**** Document segment ****

Secondhand effects of drinking stressed in new study

Secondhand effects of drinking stressed in new study

PanARMENIAN.Net - Each year, one in five U.S. adults -- an estimated 53 million people -- experience harm because of someone else's drinking, according to new research in the Journal of Studies on Alcohol and Drugs.

Similar to how policymakers have addressed the effects of secondhand smoke over the last two decades, society needs to combat the secondhand effects of drinking, the authors state, calling alcohol's harm to others "a significant public health issue."

According to the study -- an analysis of U.S. national survey data -- some 21% of women and 23% of men, an estimated 53 million adults, experienced harm because of someone else's drinking in the last 12 months. These harms could be threats or harassment, ruined property or vandalism, physical aggression, harms related to driving, or financial or family problems. The most common harm was threats or harassment, reported by 16% of survey respondents, News Medical says.

The specific types of harm experienced differed by gender. Women were more likely to report financial and family problems, whereas ruined property, vandalism, and physical aggression were more likely to be reported by men.

There is "considerable risk for women from heavy, often male, drinkers in the household and, for men, from drinkers outside their family," the authors write.

Additional factors, including age and the person's own drinking, were also important. People younger than age 25 had a higher risk of experiencing harm from someone else's drinking. Further, almost half of men and women who themselves were heavy drinkers said they had been harmed by someone else's drinking. Even people who drank but not heavily were at two to three times the risk of harassment, threats, and driving-related harm compared with abstainers. Heavy drinking was defined as drinking five or more drinks at a time for men or four or more drinks for women at least monthly.

**** Dataset entries ****

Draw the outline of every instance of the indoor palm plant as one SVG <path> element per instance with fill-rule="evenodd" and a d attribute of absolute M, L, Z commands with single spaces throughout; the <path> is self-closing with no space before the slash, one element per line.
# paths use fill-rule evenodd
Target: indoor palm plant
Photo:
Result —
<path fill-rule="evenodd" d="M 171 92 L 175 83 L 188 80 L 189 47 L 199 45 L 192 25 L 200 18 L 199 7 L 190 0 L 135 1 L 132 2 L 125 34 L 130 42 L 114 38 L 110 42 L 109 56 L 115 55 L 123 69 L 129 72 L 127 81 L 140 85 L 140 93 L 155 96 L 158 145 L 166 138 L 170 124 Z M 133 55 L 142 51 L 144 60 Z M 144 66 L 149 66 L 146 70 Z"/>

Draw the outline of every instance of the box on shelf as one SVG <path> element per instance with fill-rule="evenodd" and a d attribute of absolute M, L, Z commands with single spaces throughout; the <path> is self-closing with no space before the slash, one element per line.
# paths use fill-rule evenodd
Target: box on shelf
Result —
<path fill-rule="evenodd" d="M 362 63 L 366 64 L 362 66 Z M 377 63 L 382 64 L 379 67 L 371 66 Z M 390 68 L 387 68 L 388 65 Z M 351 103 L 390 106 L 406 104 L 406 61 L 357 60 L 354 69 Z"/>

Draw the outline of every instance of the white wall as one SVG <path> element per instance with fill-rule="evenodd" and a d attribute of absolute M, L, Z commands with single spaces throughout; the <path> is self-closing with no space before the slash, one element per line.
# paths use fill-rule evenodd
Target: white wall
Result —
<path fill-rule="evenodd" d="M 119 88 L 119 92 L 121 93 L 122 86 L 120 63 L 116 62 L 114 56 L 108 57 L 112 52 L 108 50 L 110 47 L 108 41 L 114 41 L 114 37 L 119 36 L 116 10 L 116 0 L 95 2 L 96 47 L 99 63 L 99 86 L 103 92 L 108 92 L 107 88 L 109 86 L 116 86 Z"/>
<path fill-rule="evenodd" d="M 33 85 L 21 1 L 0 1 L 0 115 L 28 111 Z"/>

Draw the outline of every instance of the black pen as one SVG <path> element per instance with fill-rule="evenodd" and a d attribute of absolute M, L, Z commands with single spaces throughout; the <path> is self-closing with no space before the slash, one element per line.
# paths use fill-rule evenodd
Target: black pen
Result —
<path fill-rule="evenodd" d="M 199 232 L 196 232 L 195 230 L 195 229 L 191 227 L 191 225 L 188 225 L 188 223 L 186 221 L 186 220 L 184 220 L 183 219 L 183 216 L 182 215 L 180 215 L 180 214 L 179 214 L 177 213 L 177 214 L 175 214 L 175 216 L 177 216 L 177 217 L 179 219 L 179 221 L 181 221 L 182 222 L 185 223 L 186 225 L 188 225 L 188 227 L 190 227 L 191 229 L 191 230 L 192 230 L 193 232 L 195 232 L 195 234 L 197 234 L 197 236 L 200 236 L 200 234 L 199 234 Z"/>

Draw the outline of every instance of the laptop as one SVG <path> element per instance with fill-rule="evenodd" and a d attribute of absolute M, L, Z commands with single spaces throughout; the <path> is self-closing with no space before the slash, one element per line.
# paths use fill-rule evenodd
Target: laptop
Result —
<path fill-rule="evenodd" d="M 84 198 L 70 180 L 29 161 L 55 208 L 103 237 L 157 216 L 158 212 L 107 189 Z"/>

****

• **Problem 1**:
Answer these questions from the article on the secondhand effects of drinking:
(a) What percentage of survey respondents reported threats or harassment?
(b) Which kinds of harm were women more likely to report?
(c) For women, how many drinks at a time counted as heavy drinking?
• **Problem 2**: List the types of harm from someone else's drinking that the article on the secondhand effects of drinking names in the paragraph beginning "According to the study".
The items come from a separate source and are unrelated to the article.

• **Task answer 1**:
(a) 16%
(b) Financial and family problems
(c) Four or more drinks at a time, at least monthly

• **Task answer 2**:
- Threats or harassment
- Ruined property or vandalism
- Physical aggression
- Harms related to driving
- Financial or family problems